◆ OBJECTIVE ◆
Reproduce verbatim the lines of the records below, from the line containing "One point goes on every instance of the glass" through the line containing "x=362 y=361", including both of those lines.

+ + +

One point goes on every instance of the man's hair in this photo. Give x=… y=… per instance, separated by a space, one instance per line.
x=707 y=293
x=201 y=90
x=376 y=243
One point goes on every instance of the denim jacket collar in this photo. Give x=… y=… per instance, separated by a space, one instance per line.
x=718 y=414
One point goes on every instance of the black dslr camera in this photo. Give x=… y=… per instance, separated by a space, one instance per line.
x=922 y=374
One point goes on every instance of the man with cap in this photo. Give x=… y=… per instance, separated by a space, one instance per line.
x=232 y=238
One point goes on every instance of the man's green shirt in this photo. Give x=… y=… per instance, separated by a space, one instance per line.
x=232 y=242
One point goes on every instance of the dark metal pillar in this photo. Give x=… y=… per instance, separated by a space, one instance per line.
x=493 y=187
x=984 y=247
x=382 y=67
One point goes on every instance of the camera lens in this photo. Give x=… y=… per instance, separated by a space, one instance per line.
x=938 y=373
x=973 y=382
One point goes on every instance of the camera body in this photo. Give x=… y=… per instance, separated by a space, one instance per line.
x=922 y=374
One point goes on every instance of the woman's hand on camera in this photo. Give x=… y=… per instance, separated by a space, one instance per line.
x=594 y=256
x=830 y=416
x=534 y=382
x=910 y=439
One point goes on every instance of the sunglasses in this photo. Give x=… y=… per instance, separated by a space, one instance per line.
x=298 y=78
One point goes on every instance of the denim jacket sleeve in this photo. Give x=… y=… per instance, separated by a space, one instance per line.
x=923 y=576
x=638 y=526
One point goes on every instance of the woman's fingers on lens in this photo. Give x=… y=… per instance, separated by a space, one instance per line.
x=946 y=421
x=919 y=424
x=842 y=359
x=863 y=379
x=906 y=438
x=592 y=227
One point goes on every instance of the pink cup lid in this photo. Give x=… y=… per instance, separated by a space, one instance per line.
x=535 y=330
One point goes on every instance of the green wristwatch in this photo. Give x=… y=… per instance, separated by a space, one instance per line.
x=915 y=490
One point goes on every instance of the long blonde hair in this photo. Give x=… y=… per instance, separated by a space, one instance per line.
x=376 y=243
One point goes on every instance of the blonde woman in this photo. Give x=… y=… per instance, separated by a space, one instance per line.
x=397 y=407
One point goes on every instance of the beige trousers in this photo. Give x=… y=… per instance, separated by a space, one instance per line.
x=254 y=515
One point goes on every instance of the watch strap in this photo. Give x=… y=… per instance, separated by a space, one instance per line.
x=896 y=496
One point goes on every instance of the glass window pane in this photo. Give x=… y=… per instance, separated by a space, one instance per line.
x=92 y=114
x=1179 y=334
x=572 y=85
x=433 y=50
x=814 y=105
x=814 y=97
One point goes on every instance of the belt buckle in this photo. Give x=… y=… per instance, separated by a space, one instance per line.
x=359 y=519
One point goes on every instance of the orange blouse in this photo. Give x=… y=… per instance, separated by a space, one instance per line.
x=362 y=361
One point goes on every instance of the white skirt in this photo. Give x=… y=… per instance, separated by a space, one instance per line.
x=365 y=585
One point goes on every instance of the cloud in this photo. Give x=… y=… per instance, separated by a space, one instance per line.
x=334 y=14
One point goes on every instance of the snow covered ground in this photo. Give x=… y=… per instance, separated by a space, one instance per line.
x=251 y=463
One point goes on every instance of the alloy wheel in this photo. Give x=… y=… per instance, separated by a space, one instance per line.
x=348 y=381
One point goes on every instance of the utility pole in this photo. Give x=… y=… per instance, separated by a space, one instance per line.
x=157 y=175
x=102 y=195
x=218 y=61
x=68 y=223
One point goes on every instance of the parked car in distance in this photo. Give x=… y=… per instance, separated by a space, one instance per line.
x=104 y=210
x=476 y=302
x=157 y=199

+ + +

◆ WRITTEN SOLUTION ◆
One point goes on every instance of the glass window pane in this photo. Give x=… y=… per instance, separated by a space, one instance per line.
x=92 y=114
x=1179 y=334
x=572 y=85
x=433 y=50
x=814 y=105
x=814 y=97
One point goes on every instance of the belt buckle in this photo. Give x=… y=… per instance, separated by a space, one instance per line.
x=359 y=519
One point goes on every instance of the orange blouse in this photo. Give x=… y=… per instance, separated by a space, one instance per line.
x=362 y=361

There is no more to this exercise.